Please copy every one of the following items word for word, changing nothing.

>>>>>

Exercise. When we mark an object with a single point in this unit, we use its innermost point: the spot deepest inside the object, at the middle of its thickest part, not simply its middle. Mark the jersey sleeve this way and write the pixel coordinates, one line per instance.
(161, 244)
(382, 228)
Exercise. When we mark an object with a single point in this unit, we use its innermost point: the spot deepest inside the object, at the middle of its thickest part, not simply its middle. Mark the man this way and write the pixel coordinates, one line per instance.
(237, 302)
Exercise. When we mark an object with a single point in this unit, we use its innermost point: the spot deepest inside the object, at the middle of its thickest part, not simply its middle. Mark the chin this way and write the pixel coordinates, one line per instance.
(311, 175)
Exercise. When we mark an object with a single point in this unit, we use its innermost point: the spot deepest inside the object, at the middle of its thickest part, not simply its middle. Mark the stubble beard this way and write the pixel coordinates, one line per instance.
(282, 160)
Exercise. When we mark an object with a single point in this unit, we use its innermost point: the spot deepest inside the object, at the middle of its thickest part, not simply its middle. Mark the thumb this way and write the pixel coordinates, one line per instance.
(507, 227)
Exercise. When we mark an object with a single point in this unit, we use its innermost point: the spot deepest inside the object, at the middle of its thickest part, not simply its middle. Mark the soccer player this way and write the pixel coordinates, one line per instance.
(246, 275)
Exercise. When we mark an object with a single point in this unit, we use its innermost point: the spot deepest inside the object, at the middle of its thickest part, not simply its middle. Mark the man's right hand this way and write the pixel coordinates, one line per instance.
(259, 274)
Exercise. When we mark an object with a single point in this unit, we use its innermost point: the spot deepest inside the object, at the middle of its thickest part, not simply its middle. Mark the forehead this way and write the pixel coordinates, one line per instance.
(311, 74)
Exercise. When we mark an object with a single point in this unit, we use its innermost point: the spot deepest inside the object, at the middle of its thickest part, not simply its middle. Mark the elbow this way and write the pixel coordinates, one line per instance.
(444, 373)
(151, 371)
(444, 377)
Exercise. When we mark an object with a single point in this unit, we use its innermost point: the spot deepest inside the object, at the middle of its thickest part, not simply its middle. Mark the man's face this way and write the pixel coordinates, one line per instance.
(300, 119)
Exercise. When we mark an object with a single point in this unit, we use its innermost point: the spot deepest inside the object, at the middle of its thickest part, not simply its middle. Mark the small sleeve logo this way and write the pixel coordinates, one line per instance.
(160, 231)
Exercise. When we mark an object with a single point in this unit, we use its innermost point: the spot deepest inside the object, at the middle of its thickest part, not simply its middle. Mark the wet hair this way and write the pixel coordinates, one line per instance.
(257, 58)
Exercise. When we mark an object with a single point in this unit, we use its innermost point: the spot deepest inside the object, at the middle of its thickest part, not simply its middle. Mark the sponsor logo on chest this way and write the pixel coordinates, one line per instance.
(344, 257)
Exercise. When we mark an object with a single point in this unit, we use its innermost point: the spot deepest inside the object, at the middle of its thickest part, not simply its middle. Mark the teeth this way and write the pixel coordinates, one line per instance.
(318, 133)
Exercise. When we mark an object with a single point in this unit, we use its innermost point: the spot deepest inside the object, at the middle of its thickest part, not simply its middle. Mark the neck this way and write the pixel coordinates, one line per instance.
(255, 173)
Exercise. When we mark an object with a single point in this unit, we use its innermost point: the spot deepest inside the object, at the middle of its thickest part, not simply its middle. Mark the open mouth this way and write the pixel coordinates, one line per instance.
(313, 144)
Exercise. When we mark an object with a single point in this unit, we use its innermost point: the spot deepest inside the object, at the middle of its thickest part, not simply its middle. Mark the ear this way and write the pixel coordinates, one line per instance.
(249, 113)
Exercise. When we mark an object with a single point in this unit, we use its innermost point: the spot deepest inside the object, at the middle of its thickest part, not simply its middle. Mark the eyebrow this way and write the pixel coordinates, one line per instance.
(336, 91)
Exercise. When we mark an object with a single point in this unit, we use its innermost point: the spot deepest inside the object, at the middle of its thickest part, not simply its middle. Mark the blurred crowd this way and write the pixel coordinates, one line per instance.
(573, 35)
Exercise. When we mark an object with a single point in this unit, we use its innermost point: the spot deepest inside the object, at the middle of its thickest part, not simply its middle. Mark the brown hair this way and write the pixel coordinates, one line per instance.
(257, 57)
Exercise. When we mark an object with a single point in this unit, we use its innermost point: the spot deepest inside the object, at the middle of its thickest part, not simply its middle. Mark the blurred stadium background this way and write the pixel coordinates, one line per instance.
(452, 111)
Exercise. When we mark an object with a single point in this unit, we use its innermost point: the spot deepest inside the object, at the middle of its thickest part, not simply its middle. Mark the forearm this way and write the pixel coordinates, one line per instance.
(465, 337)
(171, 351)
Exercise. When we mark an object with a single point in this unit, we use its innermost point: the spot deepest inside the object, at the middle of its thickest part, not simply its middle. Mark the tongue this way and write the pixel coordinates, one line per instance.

<<<<<

_Output of the task_.
Exercise. When we mark an object with a single point in this unit, we use its innermost point: the spot deepest inside the object, at the middle of its thickest part, not simply its middle. Mark the jersey sleeve this way and write the pixel coordinates, one line per instance.
(161, 244)
(382, 228)
Exercise. When we mark an object with a single point in this unit, we use its innermost point: the spot deepest inside the object, at the middle of its thickest part, not simply its middle. Mark the man this way and write the pixel coordinates, one line per instance.
(237, 302)
Exercise. When we mark an object with a single point in this unit, we use its innermost point: the spot deepest inside the object, at the middle of its thickest part, not simply its middle. Mark the chin this way and write the pixel coordinates, one line per instance.
(311, 175)
Exercise. When we mark an object with a single point in this unit, we use its innermost point: the spot deepest inside the object, at the middle of its thickest part, not simply its middle. Mark the stubble beard this way and write the pixel coordinates, one line per instance.
(282, 160)
Exercise. When we mark an object with a single point in this unit, we use its innermost point: the spot deepest inside the object, at the middle of its thickest part, not simply its middle. Mark the thumb this way and write the pixel coordinates, one line per instance.
(507, 227)
Exercise. When we mark an object with a single point in this unit, we use its innermost point: the spot deepest inside the object, at the middle of its thickest part, not simply its middle. Mark the soccer player this way and write the pixel coordinates, one line per instance.
(246, 275)
Exercise. When we mark an object with a single point in this unit, we use its innermost point: the spot deepest inside the object, at the middle of its thickest part, not simply its middle. Mark the man's right hand this way and write the pixel coordinates, one line per instance.
(259, 274)
Exercise. When we mark an object with a single point in this unit, we use its innermost point: the spot deepest inside the object, at the middle of its thickest part, not simply its middle. Mark the forehead this way and write the pixel coordinates, one line per instance.
(311, 74)
Exercise. When we mark an object with a single point in this unit, we use its innermost point: the spot deepest inside the object, at the middle of its thickest part, not simply its middle. Mark the elbow this way and write the pixel coordinates, one line per instance.
(444, 373)
(151, 371)
(444, 377)
Exercise. When we mark an object with a single point in this unit, we use its innermost point: the spot deepest inside the object, at the middle of its thickest part, not simply its middle. Mark the man's face this way and write the pixel coordinates, one line per instance.
(300, 119)
Exercise. When we mark an object with a single point in this unit, we use its innermost point: the spot deepest inside the object, at the middle of its thickest part, not simply its middle. Mark the small sleeve logo this way and write the pixel coordinates, one line per instance.
(160, 231)
Exercise. When we mark an object with a single point in this unit, we use its innermost point: the spot deepest inside the object, at the middle of its thickest part, not simply its middle. Mark the wet hair this way and write the pixel coordinates, one line per instance.
(257, 58)
Exercise. When we mark an object with a single point in this unit, we use its innermost point: the spot deepest inside the object, at the middle of its thickest part, not simply its middle. Mark the sponsor logo on chest this way and write the pixel coordinates, one line per instance.
(344, 257)
Exercise. When we mark an object with a single point in this unit, we use its innermost point: the spot deepest inside the object, at the middle of its thickest part, not simply its middle. Mark the teeth this way and write the pixel coordinates, one line per instance.
(318, 133)
Exercise. When we mark an object with a single point in this unit, we use its innermost point: the spot deepest inside the object, at the middle of its thickest part, not simply its middle. Mark the neck this way and write the pixel coordinates, one line per instance.
(255, 173)
Exercise. When we mark an object with a single point in this unit, we use its innermost point: the spot deepest inside the object, at the middle of its thickest part, not simply its middle. Mark the open mouth this way and write the pixel coordinates, one line per instance.
(313, 144)
Exercise. When we mark an object with a single point in this unit, we use its innermost point: the spot deepest inside the object, at the middle of its thickest part, not simply its middle. Mark the ear this way and write the pixel coordinates, one line per instance.
(249, 113)
Exercise. When we mark an object with a single point in this unit, we use its innermost point: the spot deepest inside the object, at the middle of its thickest part, not simply its middle. Mark the eyebrow this way and write the pixel coordinates, one line per instance.
(336, 91)
Exercise. When we mark an object with a single point in this unit, we use its innermost point: the spot deepest inside the object, at the middle of its thickest part, not simply its middle. Mark the blurred crowd this way and write the pixel coordinates, one line per instance.
(573, 35)
Exercise. When we mark an object with a single point in this unit, we use its innermost point: the spot deepest inside the object, at the middle of its thickest part, not simply its middle. Mark the brown hair this way and write the pixel coordinates, one line per instance.
(257, 57)
Exercise. When we mark an object with a single point in this unit, we use its innermost point: the spot deepest inside the object, at the middle of its thickest part, not simply its middle. Mark the blurred stadium background this way and write the pixel coordinates, one line per instance.
(452, 111)
Exercise. When we mark an object with a single point in this unit, we use its innermost point: the spot deepest inside the object, at the middle of its thickest part, not simply its middle. Mark the forearm this way and write the pixel coordinates, one line per instance.
(465, 337)
(171, 351)
Exercise. When we mark an object with a single point in this unit, we use its innermost point: the spot deepest inside the object, at the middle of its thickest part, not simply its middle. Mark the tongue this way and write the pixel coordinates, one line per instance.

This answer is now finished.